■ TEXT SHOWN:

★ ★ ★ ★ ★

Diphenoxo-Bridged Copper(ii) Complexes of Reduced Schiff Base Ligands as Functional Models for Catechol Oxidase
Bellam Sreenivasulu AA Department of Chemistry, 3 Science Drive 3, National University of Singapore, 117543, Singapore. Email: chmsb@nus.edu.sg
Australian Journal of Chemistry 62(9) 968-979 https://doi.org/10.1071/CH09263
Submitted: 2 May 2009 Accepted: 25 June 2009 Published: 17 September 2009
Abstract
The design and development of synthetic analogues for the active dicopper(ii) sites of catechol oxidase, with the help of binucleating ligands in particular, is an attractive strategy to generate relevant information on structure–function relationships. Dicopper(ii) complexes of different yet closely related series of reduced Schiff base ligands (N-(2-hydroxybenzyl)-amino acids; N-(2-hydroxybenzyl)-amino amides, N-(2-hydroxybenzyl)-aminomethane or ethanesulfonic acids, and N-(2-hydroxy-5-substituted-benzyl)-cyclopentane or hexanecarboxylic acids) derived from various substituted salicylaldehydes and natural or unnatural amino acids or amides explored as functional models for the Type 3 copper enzyme catecholase oxidase are reviewed in the present paper. The catalytic activity of different series of dicopper(ii) complexes to oxidize the model substrate 3,5-di-tert-butylcatechol to the corresponding 3,5-di-tert-butylquinone is discussed with respect to the various ligand properties such as the length and chelating ability of the amino acid side-arm of the ligands, conformation of the ligand, nature of the donor groups on the amino acid backbone and role of different para-substituents. This article provides a short review summarizing the trend observed in the catecholase activity of different series of dicopper(ii) complexes investigated in our laboratory.

★ ★ ★ ★ ★

■ GIVEN MATERIAL:

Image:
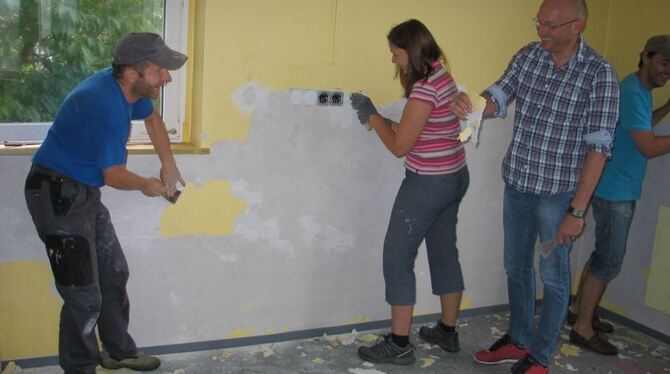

★ ★ ★ ★ ★

■ YOUR ASSIGNMENT: Extend the review on copper(II) complexes as catechol oxidase models, starting after its final sentence.

■ ANSWER TO THE EXERCISE:
Acknowledgements
This research work was carried out in the research laboratory of Professor Jagadese J. Vittal and the financial support from the National University of Singapore (Grant No. R-143–000–252–112) and from National Science Foundation of China (20125104, 20490210) is gratefully acknowledged. It is a pleasure to thank Professor Vittal for all his support, and also to thank other coworkers who have made an excellent contribution to this research; their names are given in the references.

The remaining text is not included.